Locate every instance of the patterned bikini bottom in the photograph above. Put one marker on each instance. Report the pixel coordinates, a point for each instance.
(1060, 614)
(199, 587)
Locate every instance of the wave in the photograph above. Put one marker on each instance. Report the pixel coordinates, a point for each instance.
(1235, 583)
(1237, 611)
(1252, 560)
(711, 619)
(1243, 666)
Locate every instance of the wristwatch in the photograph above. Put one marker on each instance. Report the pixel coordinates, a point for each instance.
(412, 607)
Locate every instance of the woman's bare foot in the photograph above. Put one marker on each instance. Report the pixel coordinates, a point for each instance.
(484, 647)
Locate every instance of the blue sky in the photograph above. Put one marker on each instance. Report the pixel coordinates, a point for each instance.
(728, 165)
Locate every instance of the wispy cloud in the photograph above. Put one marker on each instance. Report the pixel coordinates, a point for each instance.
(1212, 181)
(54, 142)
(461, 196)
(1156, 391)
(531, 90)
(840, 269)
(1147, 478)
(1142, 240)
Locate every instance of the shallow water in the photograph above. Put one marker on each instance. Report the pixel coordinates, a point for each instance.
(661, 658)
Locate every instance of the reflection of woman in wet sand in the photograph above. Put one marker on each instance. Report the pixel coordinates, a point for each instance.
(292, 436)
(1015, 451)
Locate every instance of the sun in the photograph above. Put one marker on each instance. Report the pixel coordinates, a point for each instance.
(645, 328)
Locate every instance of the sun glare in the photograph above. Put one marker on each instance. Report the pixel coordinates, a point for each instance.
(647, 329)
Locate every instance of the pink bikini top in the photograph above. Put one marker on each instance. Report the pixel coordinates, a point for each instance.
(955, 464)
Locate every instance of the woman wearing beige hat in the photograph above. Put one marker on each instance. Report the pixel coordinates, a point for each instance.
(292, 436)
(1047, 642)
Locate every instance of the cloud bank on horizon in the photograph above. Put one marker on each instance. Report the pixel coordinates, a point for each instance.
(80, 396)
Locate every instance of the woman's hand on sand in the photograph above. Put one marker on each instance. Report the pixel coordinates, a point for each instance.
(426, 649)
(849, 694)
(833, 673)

_ _ _

Without omitting anything, output the entries exactly.

Locate every instance of the patterned bikini bottom in the photograph above. Put one marker on each instance. Report the pixel coordinates, a point for each instance.
(1060, 614)
(199, 587)
Locate every instance of the wave in the photograph above. Put one marker on each instance. Report the pixel coordinates, a point for each instance.
(1235, 583)
(1237, 611)
(1252, 560)
(711, 619)
(1243, 666)
Locate every instance of the wristwatch in the photograph above. Put one marker on each instance. Report the pixel coordinates, a point for each instance.
(412, 607)
Locate every instance of the woman's bare foot in the photograph above. Put one marker on each instance. Report the pixel coordinates, a point for each instance.
(484, 647)
Locate every instance of the blue sky in the photograph above. Put one marker on each instance. Report the pixel coordinates, a point for each instance.
(728, 165)
Locate every instance of the wispy cloud in the photograph above. Put one marker on each instance. Report the pixel coordinates, a point for each instance.
(1212, 181)
(54, 142)
(461, 196)
(1156, 391)
(531, 90)
(840, 269)
(1147, 478)
(1142, 240)
Locate every instance of the shallow water in the photograph above. Put one marker on each instance. Report the pixel coordinates, a point for each instance.
(661, 658)
Locate every instance of the reflection of woman in wet sand in the photograph above. Put one marker on each instance. Report the pixel coordinates, a point for each instance.
(292, 436)
(1015, 451)
Locate every instance of the sun in the photograph above. Put one marker on each instance. Report the pixel coordinates, a point for each instance.
(645, 328)
Locate every instance of the sun glare in the photograph above. Put one marker on each instance. Report the pixel coordinates, a point for each instance.
(647, 329)
Locate every instance of the pink bikini top in the photograph above. Put one marker on each instance. Report the pixel coordinates, a point for each instance.
(955, 464)
Locate every instance of the woman wearing beige hat in the photograph above. Put one marker on each instance. Report the pixel coordinates, a point for each instance.
(292, 436)
(1047, 642)
Locate every instance of the cloud bank on horizon in the photograph above. Put one marker on each instance. Report the pixel coordinates, a point for each instance.
(80, 396)
Locate every instance of the woman's hand on sand in the photograph above. Put one marker on each instance. Report the pixel coordinates, a point for each instance.
(426, 649)
(849, 694)
(833, 673)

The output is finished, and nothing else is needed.